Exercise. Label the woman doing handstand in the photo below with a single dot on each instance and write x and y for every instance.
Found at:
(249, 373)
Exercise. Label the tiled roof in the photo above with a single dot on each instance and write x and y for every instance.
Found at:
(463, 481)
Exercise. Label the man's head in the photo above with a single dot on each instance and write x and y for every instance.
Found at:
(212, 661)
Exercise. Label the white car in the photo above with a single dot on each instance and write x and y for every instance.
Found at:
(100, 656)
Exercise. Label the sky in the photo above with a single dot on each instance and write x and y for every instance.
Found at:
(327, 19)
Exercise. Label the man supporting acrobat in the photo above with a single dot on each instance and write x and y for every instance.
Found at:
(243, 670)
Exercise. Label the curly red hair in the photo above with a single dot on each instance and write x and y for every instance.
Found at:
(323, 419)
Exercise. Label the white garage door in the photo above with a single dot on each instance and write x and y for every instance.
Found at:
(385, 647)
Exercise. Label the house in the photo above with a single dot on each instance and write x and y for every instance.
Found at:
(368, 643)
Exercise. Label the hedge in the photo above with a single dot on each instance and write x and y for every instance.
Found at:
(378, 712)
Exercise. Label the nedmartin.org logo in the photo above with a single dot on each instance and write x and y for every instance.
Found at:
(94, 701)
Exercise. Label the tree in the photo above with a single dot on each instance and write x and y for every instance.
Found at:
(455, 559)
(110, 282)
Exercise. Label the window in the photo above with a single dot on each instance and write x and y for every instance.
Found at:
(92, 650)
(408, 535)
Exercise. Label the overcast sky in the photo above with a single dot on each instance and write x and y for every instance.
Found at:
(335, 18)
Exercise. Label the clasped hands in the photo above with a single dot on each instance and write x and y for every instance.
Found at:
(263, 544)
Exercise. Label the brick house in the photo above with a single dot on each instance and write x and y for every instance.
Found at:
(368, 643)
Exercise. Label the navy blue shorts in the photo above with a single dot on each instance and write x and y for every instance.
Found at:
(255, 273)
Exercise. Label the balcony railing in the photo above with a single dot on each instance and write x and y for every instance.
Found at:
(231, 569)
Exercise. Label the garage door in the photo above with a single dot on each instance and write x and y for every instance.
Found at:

________________________________________

Rewrite all of the material above as a numbered list, one line per item, and drop any blank lines.

1. Exercise. Label the woman doing handstand in the photo below with a single dot on each instance and write x and y for every instance.
2. Found at:
3. (249, 373)
4. Exercise. Label the tiled roof in the photo above with a single dot on each instance and write x and y for every instance.
5. Found at:
6. (463, 481)
7. Exercise. Label the man's head in the photo above with a single dot on each instance and write x and y for every instance.
8. Found at:
9. (212, 661)
10. Exercise. Label the white car in the photo above with a single dot on each instance and write x and y for every instance.
11. Found at:
12. (100, 656)
13. Exercise. Label the sky in the photo above with a single dot on each instance and write x and y for every instance.
14. Found at:
15. (327, 19)
16. Exercise. Label the man supporting acrobat in the photo above with a single dot on each instance and write x and y for every instance.
17. Found at:
18. (243, 670)
19. Exercise. Label the curly red hair in the photo above with a single dot on each instance and write x and y for every instance.
20. Found at:
21. (323, 419)
22. Exercise. Label the white garage door in the photo above with a single dot on each instance and write x and y for every instance.
23. Found at:
24. (385, 647)
25. Exercise. Label the house in the photo above with a single dot on each instance and write x and y for every instance.
26. Found at:
27. (368, 643)
28. Exercise. Label the hedge in the photo above with a single dot on each instance and write x and y for every instance.
29. Found at:
30. (378, 712)
31. Exercise. Label the nedmartin.org logo in the photo above with a single dot on each instance and write x and y for every instance.
32. Found at:
33. (94, 701)
34. Exercise. Label the tree in the photo above with a single dot on each instance and write x and y for every instance.
35. Found at:
36. (455, 559)
37. (110, 282)
38. Exercise. Label the window in the photo above with a single dot on each instance and write x and y for every instance.
39. Found at:
40. (92, 650)
41. (408, 535)
42. Exercise. Label the overcast sky in the photo above with a single dot on each instance and write x and y for every instance.
43. Found at:
44. (335, 18)
45. Exercise. Label the clasped hands in the photo above with a single dot on each instance and write x and y for every instance.
46. Found at:
47. (263, 544)
48. Exercise. Label the brick house in the photo above with a single dot on each instance and write x and y for every instance.
49. Found at:
50. (368, 643)
51. Exercise. Label the navy blue shorts in the photo above with a single dot on each instance and write x and y for every instance.
52. Found at:
53. (255, 273)
54. Exercise. Label the balcony railing in the photo above with a single dot on each instance and write x and y for every instance.
55. Found at:
56. (231, 569)
57. Exercise. Label the garage door in the photo above with a single dot on each instance and write x and y for every instance.
58. Found at:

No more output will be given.